Page excerpt:
┌──
Learning the language of silence
‘Is it alright to chat to God during contemplation?’ someone asked in one of our online practice sessions recently.
It’s a common question. A question which gives us the opportunity to remind ourselves how Christian contemplatives have traditionally understood God and prayer. I suspect the person who asked the question meant meditation when they said contemplation: ‘Is it alright to chat to God during meditation?’
Meditation is a way of silent prayer. Just describing meditation as silent prayer answers the question.
For many people, prayer primarily means speaking to God with words. Asking, thanking, interceding. And this is all good. Prayer with words has a very valuable place in a balanced diet of prayer. But meditation is a different mode of prayer, often called prayer of the heart, or prayer of the mind in the heart.
Prayer as open receptivity
This way of prayer is often likened to listening. During our time of meditation, of silent prayer, we are not speaking, we are listening. All good relationships involve speaking and listening. Now, when the tradition speaks of listening, it does not mean listening for anything in particular. It means an attitude, an orientation, of open receptivity, a surrendering of the mind that conceptualises, which operates by means of words and images. We just practise sitting with open, receptive attention. We attend to the One beyond all words and images.
└──
Data:
┌──
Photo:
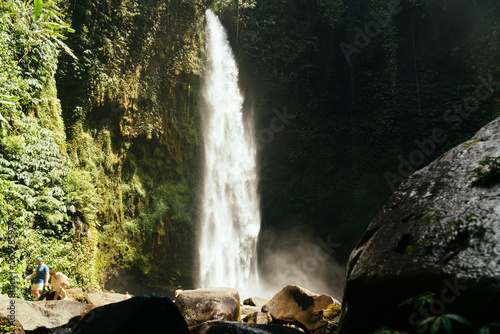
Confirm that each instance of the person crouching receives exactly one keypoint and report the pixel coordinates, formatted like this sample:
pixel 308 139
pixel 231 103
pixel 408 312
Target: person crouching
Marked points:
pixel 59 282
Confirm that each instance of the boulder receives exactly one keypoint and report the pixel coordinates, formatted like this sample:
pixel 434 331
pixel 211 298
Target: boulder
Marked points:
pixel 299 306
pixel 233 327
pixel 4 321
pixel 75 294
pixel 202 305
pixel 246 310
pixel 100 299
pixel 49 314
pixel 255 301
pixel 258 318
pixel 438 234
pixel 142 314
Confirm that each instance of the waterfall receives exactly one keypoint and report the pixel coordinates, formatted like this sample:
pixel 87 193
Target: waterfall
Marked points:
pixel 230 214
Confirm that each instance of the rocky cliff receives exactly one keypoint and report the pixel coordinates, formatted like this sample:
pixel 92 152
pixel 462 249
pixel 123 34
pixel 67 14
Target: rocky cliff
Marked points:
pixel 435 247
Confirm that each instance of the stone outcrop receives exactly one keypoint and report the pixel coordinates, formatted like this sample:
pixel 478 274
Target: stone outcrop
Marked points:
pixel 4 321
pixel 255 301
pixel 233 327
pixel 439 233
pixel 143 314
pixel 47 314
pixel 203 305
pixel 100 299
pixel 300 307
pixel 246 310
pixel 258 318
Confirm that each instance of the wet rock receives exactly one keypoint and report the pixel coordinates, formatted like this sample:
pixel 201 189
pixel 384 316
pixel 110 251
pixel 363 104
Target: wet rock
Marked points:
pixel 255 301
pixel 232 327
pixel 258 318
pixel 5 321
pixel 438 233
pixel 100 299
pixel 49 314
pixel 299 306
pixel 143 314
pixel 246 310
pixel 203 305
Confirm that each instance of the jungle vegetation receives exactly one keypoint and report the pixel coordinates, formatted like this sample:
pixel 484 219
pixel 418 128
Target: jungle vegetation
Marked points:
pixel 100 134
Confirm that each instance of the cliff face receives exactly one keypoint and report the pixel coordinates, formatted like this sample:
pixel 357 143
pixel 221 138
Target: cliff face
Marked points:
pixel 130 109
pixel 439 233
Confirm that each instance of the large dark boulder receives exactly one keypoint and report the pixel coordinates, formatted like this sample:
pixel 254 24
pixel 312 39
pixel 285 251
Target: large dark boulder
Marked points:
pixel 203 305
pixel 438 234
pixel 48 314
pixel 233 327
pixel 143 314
└──
Written request 1:
In the text on contemplative prayer, rewrite the part between "Learning the language" and "answers the question.", inclusive, changing "silent prayer" to "quiet prayer".
Written request 2:
According to the text on contemplative prayer, what other names is meditation often called by?
Written request 3:
Pick up the text on contemplative prayer after its final sentence and carry it forward.
The records are separate from the text on contemplative prayer.

Final result 1:
Learning the language of silence
‘Is it alright to chat to God during contemplation?’ someone asked in one of our online practice sessions recently.
It’s a common question. A question which gives us the opportunity to remind ourselves how Christian contemplatives have traditionally understood God and prayer. I suspect the person who asked the question meant meditation when they said contemplation: ‘Is it alright to chat to God during meditation?’
Meditation is a way of quiet prayer. Just describing meditation as quiet prayer answers the question.

Final result 2:
Prayer of the heart, or prayer of the mind in the heart.

Final result 3:
In the words of Thomas Merton, ‘the true contemplative is not one who prepares [their] mind for a particular message…a word that will transform [their] darkness into light,’ but one who ‘waits on the Word of God in silence, and when [they are] “answered,” it is not so much by a word that bursts into [their] silence. It is by [their] silence itself suddenly, inexplicably revealing itself to [them] as a word of great power, full of the voice of God.’ (1)
‘Is it alright to chat to God during meditation?’
It is, of course, completely up to you how you spend your time. But talking to God during meditation is a little like coming to a beautiful river and asking whether it’s alright to sit on the bank and chat to the river. To meditate is to get in, to immerse ourself in the river.
‘Our greatest need,’ says St John of the Cross, ‘is to be silent before this great God…for the only language he hears is the silent language of love.’ (2) Another of St John’s teachings – that God is always speaking his one Word ‘in eternal silence, and in silence it must be heard’ (3) – prompted the much-loved monk Thomas Keating to quip, ‘This suggests that God’s first language is silence, and that all other languages are poor translations.’ (4)
God transcends mind
Let’s think about God for a minute. Or, rather, let’s think about the problem with thinking we can think about God.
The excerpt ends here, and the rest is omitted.